EXERCISE:
Can you quote every one of the rows below word for word, with nothing changed?

** START DATASET ROWS **

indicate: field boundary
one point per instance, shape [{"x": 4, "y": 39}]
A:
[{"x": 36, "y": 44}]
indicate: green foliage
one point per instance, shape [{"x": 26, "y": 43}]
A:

** END DATASET ROWS **

EXERCISE SOLUTION:
indicate: field boundary
one point per instance, shape [{"x": 4, "y": 39}]
A:
[{"x": 36, "y": 44}]
indicate: green foliage
one point per instance, shape [{"x": 26, "y": 43}]
A:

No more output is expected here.